● **Exercise**: Can you copy down the lines of the listing below exactly, starting at the line that contains "Mark every instance of the sky" and ending at the line that contains "<point>231,34</point>", with both of those lines included?

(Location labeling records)
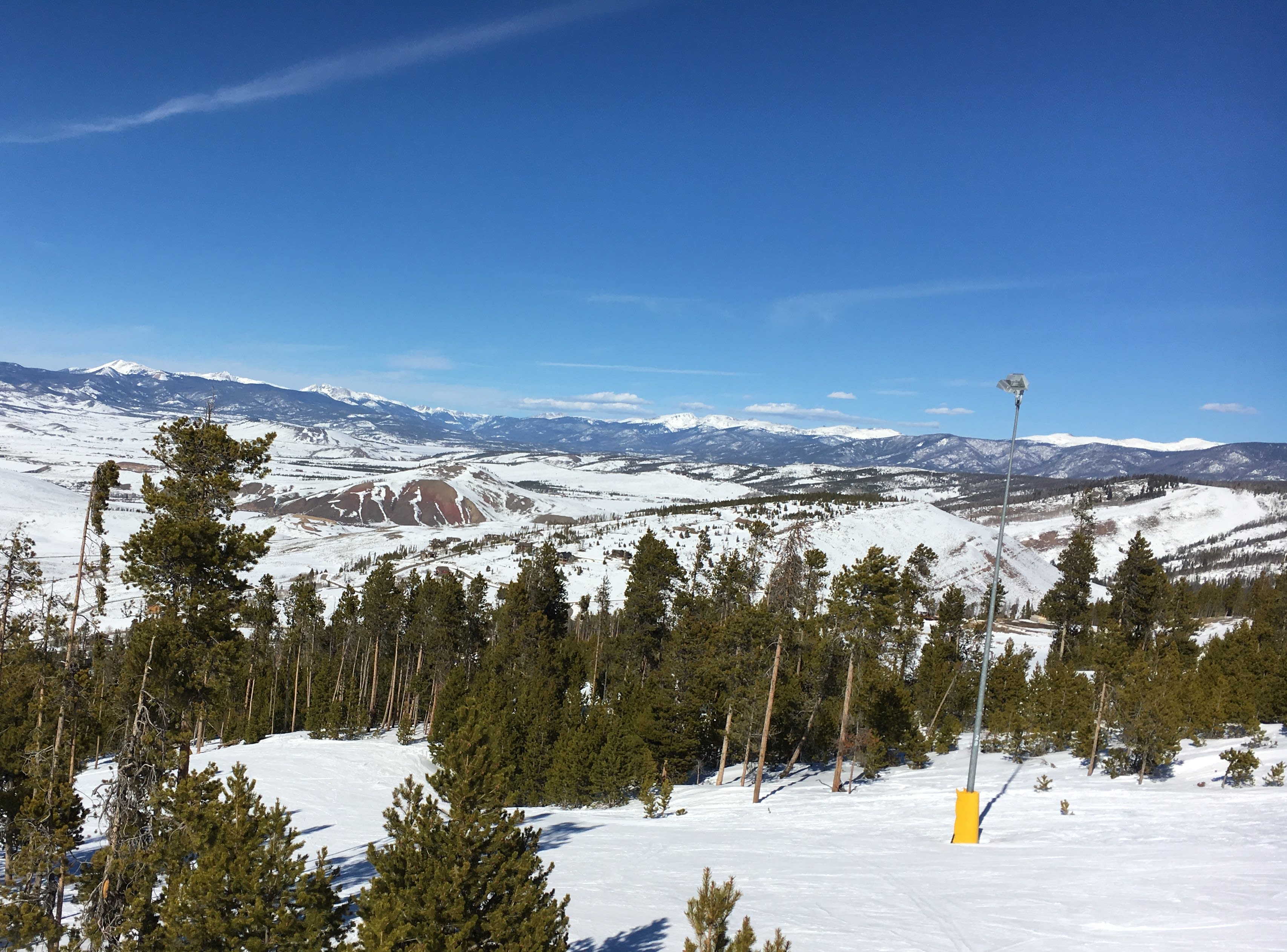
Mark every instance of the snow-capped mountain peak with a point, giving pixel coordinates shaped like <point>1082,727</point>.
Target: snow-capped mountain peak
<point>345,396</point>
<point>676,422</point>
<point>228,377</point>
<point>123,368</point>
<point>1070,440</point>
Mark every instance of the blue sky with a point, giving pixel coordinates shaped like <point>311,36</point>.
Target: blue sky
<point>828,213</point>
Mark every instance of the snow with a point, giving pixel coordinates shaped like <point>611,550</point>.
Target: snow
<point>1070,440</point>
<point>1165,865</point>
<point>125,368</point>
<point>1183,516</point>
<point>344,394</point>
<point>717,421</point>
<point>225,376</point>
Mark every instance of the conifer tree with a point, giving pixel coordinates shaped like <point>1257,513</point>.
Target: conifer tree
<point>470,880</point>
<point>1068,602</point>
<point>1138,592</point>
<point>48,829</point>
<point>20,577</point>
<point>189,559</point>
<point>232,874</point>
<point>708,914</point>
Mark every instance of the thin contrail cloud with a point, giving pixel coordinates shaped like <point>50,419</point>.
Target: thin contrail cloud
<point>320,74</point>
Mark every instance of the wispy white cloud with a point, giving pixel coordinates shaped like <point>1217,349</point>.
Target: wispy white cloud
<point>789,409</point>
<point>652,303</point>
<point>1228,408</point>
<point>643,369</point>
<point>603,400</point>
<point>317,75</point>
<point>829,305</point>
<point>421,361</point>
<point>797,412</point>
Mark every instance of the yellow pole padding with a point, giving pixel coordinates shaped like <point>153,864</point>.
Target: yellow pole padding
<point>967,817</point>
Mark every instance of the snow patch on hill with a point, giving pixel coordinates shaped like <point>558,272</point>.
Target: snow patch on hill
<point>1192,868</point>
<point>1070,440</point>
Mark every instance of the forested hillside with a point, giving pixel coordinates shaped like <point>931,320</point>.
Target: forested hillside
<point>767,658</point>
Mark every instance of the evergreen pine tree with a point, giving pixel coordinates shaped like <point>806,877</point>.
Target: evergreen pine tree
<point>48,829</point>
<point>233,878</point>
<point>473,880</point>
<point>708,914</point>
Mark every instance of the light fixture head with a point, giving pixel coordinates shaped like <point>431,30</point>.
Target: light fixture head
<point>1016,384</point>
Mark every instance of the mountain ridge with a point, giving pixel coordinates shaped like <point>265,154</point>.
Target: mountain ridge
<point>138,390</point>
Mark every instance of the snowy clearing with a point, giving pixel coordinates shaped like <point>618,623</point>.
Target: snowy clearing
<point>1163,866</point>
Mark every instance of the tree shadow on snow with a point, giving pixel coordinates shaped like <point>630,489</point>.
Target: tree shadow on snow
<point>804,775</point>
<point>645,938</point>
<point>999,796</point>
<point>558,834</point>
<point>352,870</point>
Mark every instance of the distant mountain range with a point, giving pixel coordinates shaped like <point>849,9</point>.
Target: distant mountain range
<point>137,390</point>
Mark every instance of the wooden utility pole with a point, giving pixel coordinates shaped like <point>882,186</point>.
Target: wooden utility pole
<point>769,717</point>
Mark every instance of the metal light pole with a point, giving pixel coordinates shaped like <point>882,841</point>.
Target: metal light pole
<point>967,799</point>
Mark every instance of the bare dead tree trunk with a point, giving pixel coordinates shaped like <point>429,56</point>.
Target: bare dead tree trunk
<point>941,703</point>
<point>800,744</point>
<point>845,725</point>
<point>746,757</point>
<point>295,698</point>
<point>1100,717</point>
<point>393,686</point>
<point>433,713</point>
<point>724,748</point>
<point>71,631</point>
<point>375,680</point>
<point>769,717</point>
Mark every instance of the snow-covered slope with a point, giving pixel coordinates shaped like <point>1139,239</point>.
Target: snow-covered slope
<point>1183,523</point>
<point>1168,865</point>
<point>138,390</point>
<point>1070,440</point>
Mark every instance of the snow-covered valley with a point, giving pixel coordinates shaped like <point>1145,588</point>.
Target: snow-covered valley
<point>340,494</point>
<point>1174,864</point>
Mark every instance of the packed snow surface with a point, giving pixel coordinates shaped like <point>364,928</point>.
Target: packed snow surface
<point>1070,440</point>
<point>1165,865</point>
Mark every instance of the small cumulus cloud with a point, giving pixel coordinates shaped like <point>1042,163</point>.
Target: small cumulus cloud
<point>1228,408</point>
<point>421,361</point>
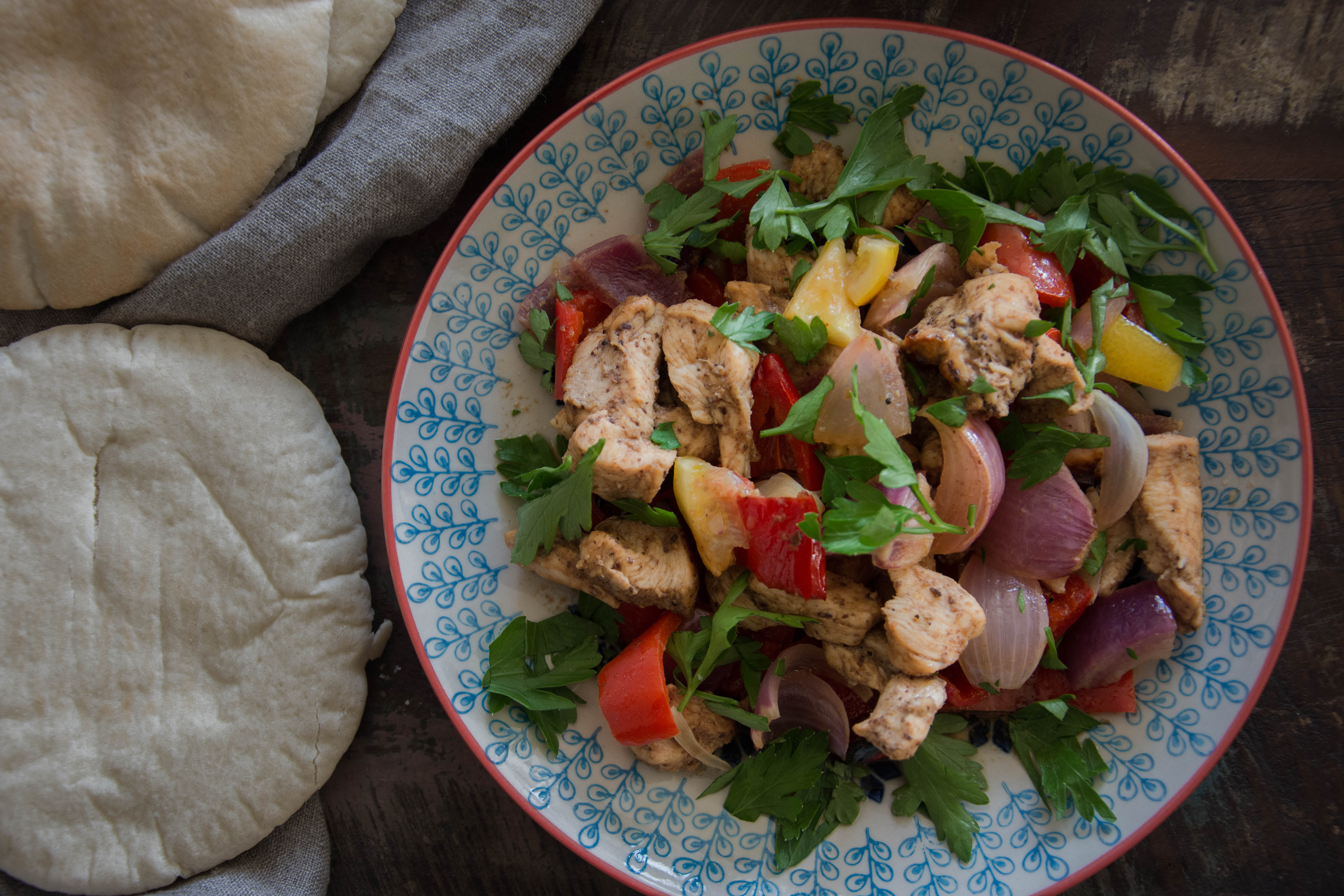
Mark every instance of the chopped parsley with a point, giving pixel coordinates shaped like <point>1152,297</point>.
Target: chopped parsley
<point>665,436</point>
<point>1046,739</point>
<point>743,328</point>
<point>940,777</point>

---

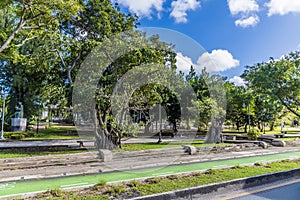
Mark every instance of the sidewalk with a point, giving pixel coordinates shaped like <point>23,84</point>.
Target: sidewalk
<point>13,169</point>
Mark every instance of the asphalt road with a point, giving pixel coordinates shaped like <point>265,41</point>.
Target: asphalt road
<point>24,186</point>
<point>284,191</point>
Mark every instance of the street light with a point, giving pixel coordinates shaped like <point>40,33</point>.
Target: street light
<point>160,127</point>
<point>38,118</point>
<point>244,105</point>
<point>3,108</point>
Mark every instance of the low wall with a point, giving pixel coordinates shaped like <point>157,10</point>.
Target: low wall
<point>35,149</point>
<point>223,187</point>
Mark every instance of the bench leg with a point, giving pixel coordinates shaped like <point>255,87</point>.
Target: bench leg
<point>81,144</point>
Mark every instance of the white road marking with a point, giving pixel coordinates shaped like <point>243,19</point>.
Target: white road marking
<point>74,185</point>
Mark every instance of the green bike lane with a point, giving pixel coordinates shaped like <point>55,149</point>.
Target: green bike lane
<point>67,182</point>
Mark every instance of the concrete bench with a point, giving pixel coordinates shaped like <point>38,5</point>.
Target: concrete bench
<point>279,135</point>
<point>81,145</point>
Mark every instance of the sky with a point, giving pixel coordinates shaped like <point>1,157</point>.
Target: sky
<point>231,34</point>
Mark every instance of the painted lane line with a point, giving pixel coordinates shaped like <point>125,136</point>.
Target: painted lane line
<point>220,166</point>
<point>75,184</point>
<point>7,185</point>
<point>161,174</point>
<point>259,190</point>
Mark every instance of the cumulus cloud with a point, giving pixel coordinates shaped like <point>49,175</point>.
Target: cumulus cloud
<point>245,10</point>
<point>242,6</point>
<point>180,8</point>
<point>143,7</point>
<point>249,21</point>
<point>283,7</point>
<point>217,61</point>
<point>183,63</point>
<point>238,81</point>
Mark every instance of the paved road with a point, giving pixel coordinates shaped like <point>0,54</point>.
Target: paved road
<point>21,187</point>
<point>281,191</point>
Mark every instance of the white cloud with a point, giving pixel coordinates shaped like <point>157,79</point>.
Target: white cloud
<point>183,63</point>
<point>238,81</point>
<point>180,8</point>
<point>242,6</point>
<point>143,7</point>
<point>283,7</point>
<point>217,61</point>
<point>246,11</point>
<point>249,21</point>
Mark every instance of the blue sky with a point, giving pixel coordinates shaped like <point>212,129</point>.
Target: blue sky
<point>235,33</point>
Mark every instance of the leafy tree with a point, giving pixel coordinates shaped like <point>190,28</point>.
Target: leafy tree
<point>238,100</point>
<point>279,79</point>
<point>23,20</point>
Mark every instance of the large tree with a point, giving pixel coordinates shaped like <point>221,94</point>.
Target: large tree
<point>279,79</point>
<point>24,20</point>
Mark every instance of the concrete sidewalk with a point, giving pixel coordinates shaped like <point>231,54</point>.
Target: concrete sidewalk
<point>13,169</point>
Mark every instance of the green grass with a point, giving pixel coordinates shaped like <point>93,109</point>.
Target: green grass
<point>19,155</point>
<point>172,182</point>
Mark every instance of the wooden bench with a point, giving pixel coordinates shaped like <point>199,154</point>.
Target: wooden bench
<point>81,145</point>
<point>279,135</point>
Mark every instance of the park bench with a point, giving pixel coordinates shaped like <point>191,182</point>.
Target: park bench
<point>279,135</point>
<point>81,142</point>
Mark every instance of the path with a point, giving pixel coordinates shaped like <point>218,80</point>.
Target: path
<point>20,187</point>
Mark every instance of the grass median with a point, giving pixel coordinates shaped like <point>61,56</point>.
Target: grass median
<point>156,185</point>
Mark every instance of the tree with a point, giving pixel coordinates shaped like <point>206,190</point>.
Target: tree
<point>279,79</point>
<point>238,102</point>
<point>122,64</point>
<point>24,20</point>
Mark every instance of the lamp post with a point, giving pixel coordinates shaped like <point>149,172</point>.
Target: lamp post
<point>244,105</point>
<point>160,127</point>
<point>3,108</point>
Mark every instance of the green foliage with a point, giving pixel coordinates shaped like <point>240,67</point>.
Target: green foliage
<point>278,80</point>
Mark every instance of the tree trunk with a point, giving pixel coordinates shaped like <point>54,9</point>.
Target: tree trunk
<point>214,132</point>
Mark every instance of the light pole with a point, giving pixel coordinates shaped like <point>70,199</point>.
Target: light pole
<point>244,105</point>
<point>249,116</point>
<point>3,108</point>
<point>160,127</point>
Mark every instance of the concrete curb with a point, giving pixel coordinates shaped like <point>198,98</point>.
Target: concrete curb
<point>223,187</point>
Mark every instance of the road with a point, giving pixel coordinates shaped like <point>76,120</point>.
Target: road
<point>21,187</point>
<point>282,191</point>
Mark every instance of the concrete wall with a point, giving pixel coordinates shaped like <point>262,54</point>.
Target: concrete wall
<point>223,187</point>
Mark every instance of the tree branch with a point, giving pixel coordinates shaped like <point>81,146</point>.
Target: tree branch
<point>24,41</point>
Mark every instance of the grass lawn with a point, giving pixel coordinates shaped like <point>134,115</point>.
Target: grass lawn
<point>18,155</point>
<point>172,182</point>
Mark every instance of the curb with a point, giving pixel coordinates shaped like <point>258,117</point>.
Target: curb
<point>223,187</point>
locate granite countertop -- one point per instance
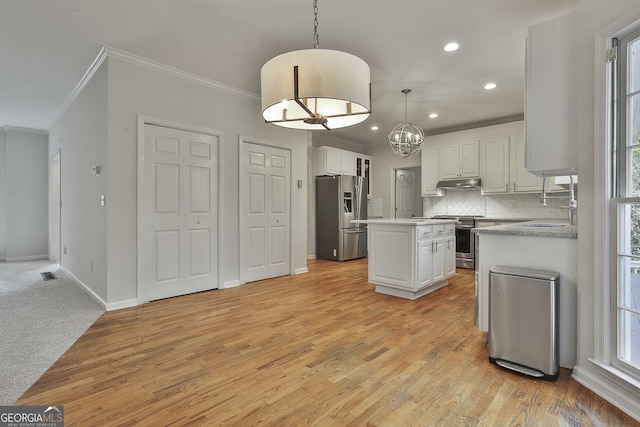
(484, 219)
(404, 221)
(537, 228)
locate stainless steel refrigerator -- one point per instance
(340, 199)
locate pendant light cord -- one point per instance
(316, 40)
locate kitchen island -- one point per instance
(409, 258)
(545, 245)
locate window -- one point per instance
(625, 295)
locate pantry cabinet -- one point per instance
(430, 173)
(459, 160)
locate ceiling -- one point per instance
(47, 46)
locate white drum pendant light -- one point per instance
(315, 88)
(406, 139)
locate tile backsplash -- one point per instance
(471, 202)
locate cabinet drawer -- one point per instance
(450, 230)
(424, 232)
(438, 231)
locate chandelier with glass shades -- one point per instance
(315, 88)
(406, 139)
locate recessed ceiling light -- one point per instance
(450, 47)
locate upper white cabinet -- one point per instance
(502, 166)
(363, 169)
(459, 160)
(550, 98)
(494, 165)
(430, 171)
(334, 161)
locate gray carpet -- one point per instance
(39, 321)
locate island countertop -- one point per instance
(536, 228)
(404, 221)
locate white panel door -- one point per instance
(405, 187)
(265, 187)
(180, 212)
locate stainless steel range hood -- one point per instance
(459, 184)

● **Result of the exercise**:
Mark every instance of the sky with a point, giving pixel coordinates shaped like <point>1,157</point>.
Target: sky
<point>231,34</point>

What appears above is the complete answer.